◆ Given instruction ◆
Copy each of the following lines word for word, with nothing changed.

## BEGIN

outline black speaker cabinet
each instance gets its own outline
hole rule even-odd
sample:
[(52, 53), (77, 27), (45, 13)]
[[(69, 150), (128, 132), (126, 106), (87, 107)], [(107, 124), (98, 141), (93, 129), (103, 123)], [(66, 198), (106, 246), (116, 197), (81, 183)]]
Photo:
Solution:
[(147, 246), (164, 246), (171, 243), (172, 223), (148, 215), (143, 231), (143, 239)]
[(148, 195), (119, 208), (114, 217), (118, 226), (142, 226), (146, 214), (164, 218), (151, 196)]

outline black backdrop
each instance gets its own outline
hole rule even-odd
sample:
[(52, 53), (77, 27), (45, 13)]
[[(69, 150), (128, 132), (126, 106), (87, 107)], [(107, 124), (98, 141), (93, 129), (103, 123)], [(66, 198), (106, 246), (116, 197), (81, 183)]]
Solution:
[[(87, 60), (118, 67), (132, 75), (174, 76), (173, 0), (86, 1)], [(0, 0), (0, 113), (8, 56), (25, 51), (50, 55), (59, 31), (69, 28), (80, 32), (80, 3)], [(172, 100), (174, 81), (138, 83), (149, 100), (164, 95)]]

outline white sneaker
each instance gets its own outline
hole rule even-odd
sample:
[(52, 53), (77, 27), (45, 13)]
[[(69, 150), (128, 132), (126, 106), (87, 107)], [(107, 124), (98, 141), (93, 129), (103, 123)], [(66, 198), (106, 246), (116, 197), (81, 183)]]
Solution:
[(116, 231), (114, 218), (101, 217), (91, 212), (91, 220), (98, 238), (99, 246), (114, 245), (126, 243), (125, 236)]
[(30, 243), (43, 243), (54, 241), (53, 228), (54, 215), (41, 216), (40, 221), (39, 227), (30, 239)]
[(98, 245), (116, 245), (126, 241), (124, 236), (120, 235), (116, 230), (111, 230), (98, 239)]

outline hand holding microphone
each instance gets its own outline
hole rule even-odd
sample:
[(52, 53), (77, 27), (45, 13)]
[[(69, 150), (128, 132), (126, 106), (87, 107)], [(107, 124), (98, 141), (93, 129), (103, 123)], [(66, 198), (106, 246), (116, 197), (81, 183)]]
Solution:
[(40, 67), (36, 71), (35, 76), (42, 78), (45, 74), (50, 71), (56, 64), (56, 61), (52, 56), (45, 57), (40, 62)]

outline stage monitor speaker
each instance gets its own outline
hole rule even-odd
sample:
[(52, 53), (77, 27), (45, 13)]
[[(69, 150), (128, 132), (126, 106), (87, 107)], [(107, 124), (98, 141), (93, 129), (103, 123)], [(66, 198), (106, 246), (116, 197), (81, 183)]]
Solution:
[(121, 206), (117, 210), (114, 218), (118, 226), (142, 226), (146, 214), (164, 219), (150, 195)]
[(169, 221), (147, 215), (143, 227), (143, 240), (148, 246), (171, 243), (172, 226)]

## END

◆ Task response ◆
outline black speaker cabinet
each instance gets its own outline
hole rule even-odd
sample:
[(52, 53), (77, 27), (45, 13)]
[[(69, 150), (128, 132), (126, 106), (87, 107)], [(107, 124), (98, 141), (93, 129), (103, 123)], [(66, 198), (106, 246), (116, 197), (81, 183)]]
Photo:
Solution:
[(147, 246), (164, 246), (171, 243), (172, 223), (148, 215), (143, 231), (143, 239)]
[(148, 195), (119, 208), (114, 217), (118, 226), (142, 226), (146, 214), (164, 218), (151, 196)]

outline black backdrop
each instance gets its own outline
hole rule even-odd
sample:
[(52, 53), (77, 27), (45, 13)]
[[(69, 150), (128, 132), (126, 106), (87, 107)], [(107, 124), (98, 141), (93, 129), (103, 123)], [(66, 198), (106, 246), (116, 197), (81, 183)]]
Solution:
[[(87, 60), (118, 67), (132, 75), (174, 76), (173, 0), (86, 1)], [(0, 0), (0, 113), (8, 56), (25, 51), (50, 55), (59, 31), (69, 28), (80, 32), (80, 3)], [(172, 100), (174, 81), (138, 83), (149, 100), (164, 95)]]

outline white sneaker
each instance gets its own outline
hole rule even-odd
sample:
[(52, 53), (77, 27), (45, 13)]
[[(69, 150), (128, 132), (126, 106), (87, 107)], [(107, 124), (98, 141), (93, 129), (103, 123)], [(66, 198), (106, 246), (116, 197), (81, 183)]]
Solution:
[(116, 231), (114, 218), (101, 217), (91, 212), (91, 220), (98, 238), (99, 246), (114, 245), (126, 243), (125, 236)]
[(30, 243), (43, 243), (54, 241), (53, 228), (54, 215), (41, 216), (40, 221), (39, 227), (30, 239)]
[(98, 245), (116, 245), (126, 241), (124, 236), (120, 235), (116, 230), (111, 230), (98, 239)]

outline hand holding microphone
each instance gets its own outline
hole rule even-odd
sample:
[(52, 53), (77, 27), (45, 13)]
[[(69, 150), (128, 132), (126, 106), (87, 107)], [(107, 124), (98, 141), (93, 129), (103, 123)], [(66, 198), (106, 246), (116, 197), (81, 183)]]
Solution:
[(40, 67), (36, 71), (35, 76), (42, 78), (45, 74), (50, 71), (56, 64), (56, 61), (52, 56), (45, 57), (40, 62)]

outline stage monitor speaker
each instance gets its own outline
hole rule even-odd
sample:
[(52, 53), (77, 27), (45, 13)]
[[(69, 150), (128, 132), (126, 106), (87, 107)], [(107, 124), (98, 141), (93, 129), (103, 123)], [(66, 198), (106, 246), (116, 197), (81, 183)]]
Solution:
[(121, 206), (117, 210), (114, 218), (118, 226), (142, 226), (146, 214), (164, 219), (150, 195)]
[(169, 221), (147, 215), (143, 227), (143, 240), (148, 246), (171, 243), (172, 226)]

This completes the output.